### PROBLEM TO SOLVE
Summarize the Peter Cook profile below in two sentences.
— START OF PASSAGE GIVEN —
Peter Cook: Comedian, 1937 - 1995
Created | Updated Jun 7, 2011
Cricket is nothing if it is not one man pitted against a fish.
Peter Cook left a comic legacy that has influenced every generation of comedians since. He's seen as the man who virtually invented modern satire and whose savage wit made the 'alternative' comedy of the 1980s possible. Former Monty Python star Terry Jones said of him: He changed the course of comedy. He injected a vein of savage irony into British humour which was a breath of fresh air.
From the 1970s until the end of his life, Peter Cook was regarded as not having lived up to his promise - as an unhappy genius who had chosen to devote his life to alcohol and trivia, and who remained in the shadow of his former comedy partner, Hollywood star Dudley Moore. Yet exactly a decade later, in January 2005, he was ranked number one in a list entitled The Comedian's Comedian, a poll voted for by fellow comedians and comic writers and shown on Channel 4 in the UK. He finished ahead of other important, legendary comics such Groucho Marx, John Cleese, Eric Morecambe, Laurel and Hardy and Woody Allen. Coincidentally, the same week the Comedians' Comedian programme was shown, Channel 4 broadcast Not Only But Always, a television movie dramatising the relationship between Cook and Moore, with Welsh actor Rhys Ifans portraying Cook.
I've got nothing against your left leg...trouble is, neither have you.
Peter Edward Cook was born in Torquay on 17 November, 1937 to Alexander and Margaret Cook. Peter's father came from a long line of civil servants in the diplomatic services, a tradition Peter was fully expected to follow. He was educated at Radley College and went up to Pembroke College, Cambridge where he auditioned for the university's Footlights Revue1, impersonating Mr Boylett, a college servant from Radley - who later metamorphosed into Arthur Grole and then EL Wisty. Readily recognisable by his raincoat and hat and nasal drone, this spectacularly dull character specialised in absurd claims about trivial matters.
Once he'd finished his studies, Peter continued to contribute to Footlights revues and began to write sketches for West End revues, most notable for Pieces of Eight (1959) and One Over the Eight (1961) starring Kenneth Williams. The second of these saw the debut of the famous One Leg Too Few sketch - written by Cook at 18, and, in his opinion, something he never bettered - in which a one-legged man auditions for the role of Tarzan.
— END OF PASSAGE GIVEN —
— START OF DATA PROVIDED —
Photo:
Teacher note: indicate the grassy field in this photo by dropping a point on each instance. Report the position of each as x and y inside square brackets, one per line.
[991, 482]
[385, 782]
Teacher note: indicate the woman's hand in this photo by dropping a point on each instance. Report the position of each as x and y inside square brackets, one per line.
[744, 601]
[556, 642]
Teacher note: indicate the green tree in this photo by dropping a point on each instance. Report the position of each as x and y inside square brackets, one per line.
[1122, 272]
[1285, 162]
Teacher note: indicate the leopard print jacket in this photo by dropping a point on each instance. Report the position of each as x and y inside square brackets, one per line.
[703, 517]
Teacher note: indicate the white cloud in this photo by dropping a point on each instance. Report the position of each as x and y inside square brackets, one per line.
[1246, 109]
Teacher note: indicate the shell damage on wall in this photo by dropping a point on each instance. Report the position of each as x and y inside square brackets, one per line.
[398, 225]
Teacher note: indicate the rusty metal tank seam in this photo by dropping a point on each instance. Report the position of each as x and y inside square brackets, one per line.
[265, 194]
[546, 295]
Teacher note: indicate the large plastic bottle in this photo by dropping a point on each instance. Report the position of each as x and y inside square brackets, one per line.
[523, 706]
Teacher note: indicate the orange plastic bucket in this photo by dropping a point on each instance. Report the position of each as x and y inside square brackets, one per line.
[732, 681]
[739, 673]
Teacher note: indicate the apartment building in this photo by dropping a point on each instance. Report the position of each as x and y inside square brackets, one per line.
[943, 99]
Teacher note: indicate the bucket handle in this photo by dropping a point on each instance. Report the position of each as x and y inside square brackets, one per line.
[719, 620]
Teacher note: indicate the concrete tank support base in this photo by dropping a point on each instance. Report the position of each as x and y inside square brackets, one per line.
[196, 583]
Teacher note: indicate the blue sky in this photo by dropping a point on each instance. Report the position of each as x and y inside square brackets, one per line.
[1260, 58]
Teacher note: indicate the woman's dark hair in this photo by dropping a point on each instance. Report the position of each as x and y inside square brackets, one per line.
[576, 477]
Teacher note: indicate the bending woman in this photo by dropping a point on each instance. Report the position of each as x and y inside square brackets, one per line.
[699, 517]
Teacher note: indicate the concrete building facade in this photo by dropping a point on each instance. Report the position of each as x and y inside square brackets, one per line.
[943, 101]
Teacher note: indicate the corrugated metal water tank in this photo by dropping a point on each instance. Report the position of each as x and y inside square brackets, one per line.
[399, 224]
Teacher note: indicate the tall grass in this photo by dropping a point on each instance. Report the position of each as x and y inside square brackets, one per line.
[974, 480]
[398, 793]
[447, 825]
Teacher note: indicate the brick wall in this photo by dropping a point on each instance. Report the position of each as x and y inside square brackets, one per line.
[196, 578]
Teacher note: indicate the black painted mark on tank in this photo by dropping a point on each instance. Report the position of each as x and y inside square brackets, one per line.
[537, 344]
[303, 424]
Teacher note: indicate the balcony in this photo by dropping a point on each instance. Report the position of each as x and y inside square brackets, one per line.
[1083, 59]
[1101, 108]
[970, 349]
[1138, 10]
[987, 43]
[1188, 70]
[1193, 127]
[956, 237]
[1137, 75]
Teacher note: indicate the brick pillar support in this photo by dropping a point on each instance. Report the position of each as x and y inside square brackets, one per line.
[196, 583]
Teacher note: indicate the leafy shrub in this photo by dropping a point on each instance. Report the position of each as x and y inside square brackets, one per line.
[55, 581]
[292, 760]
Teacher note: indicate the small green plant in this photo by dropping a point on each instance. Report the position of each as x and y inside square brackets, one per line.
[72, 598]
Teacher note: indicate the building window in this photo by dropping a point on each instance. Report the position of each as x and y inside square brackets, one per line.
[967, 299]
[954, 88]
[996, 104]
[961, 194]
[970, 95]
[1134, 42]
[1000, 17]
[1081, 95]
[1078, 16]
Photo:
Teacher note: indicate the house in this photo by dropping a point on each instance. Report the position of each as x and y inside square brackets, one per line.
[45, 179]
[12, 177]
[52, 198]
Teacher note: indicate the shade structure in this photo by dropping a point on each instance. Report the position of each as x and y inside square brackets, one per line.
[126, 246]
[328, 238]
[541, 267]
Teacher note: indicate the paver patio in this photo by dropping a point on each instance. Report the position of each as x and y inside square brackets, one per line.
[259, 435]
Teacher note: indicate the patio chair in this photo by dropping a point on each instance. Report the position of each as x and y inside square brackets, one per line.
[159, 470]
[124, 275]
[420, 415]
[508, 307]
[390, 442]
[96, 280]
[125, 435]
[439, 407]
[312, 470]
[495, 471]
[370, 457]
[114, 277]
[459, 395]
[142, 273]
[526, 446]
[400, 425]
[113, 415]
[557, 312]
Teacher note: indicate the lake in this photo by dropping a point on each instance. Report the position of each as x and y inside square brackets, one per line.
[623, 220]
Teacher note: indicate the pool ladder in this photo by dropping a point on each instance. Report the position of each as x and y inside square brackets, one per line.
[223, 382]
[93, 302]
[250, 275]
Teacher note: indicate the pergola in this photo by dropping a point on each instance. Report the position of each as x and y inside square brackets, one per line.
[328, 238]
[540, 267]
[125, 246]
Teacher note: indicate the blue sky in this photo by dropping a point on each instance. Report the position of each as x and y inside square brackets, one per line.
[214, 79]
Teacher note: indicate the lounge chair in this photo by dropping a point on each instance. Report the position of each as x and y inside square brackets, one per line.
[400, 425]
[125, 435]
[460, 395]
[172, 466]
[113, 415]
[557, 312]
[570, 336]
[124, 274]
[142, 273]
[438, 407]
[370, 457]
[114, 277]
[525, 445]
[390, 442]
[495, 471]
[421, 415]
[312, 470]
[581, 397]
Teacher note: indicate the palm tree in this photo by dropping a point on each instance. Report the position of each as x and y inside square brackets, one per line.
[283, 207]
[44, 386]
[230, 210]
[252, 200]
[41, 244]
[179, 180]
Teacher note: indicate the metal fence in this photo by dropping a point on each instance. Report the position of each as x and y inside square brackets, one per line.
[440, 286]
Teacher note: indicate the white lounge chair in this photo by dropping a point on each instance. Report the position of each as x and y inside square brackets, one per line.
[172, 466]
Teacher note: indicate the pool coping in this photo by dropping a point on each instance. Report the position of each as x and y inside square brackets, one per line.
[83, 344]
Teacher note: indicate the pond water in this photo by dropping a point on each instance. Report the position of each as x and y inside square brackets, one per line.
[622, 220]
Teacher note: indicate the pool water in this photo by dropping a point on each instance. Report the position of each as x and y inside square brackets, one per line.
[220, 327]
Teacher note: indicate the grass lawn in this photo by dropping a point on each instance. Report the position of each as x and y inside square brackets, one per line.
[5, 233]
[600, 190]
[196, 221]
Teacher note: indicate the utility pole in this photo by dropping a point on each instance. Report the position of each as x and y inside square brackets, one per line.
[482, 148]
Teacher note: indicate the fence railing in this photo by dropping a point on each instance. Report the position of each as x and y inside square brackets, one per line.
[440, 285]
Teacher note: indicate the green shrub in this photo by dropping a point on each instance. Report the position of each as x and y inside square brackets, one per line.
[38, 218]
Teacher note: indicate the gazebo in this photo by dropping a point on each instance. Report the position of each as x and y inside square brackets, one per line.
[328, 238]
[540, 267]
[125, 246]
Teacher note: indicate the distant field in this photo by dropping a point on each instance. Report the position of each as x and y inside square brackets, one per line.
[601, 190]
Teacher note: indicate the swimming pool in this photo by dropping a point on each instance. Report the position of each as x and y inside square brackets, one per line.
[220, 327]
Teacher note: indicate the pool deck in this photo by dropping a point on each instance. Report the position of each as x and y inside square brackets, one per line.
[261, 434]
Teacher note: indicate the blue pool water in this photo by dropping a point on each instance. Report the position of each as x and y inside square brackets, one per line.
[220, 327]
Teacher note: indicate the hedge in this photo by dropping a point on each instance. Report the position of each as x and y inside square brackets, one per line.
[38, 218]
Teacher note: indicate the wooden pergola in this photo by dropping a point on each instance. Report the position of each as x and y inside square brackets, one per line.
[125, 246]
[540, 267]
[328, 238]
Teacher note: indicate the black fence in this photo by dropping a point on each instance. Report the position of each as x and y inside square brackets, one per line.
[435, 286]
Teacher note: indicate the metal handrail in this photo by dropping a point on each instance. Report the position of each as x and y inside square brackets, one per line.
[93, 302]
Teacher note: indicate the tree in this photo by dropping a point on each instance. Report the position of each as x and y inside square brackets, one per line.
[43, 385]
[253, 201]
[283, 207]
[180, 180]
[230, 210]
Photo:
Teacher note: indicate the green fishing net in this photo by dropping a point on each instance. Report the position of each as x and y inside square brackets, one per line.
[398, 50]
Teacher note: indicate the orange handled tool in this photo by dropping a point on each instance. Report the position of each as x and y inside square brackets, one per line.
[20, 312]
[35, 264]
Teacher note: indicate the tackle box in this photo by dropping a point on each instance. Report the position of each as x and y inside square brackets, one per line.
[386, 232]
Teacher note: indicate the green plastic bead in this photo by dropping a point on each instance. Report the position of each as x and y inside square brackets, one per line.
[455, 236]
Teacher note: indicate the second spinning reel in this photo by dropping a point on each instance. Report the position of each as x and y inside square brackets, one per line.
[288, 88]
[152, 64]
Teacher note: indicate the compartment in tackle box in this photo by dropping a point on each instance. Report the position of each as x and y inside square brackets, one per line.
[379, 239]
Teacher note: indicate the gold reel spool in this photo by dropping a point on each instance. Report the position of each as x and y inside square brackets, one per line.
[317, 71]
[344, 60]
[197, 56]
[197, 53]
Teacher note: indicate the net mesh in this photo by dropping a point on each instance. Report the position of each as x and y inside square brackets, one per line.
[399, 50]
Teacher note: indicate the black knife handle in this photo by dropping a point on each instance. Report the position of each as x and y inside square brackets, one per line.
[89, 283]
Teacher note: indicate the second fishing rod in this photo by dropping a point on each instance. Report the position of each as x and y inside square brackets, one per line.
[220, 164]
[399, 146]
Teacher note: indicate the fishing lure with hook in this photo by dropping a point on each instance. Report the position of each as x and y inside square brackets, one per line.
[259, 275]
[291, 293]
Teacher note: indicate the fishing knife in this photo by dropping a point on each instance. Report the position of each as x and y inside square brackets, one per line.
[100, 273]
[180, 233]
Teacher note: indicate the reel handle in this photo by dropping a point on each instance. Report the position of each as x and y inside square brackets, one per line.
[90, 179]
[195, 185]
— END OF DATA PROVIDED —
### EXERCISE RESPONSE
Peter Cook (1937–1995), born in Torquay and educated at Radley College and Pembroke College, Cambridge, was a comedian whose savage wit is credited with virtually inventing modern satire and making the 'alternative' comedy of the 1980s possible. Although he was regarded from the 1970s onward as not having lived up to his promise, he was ranked number one in the 2005 Channel 4 poll The Comedian's Comedian, and his early work included Footlights revues and West End sketches such as One Leg Too Few.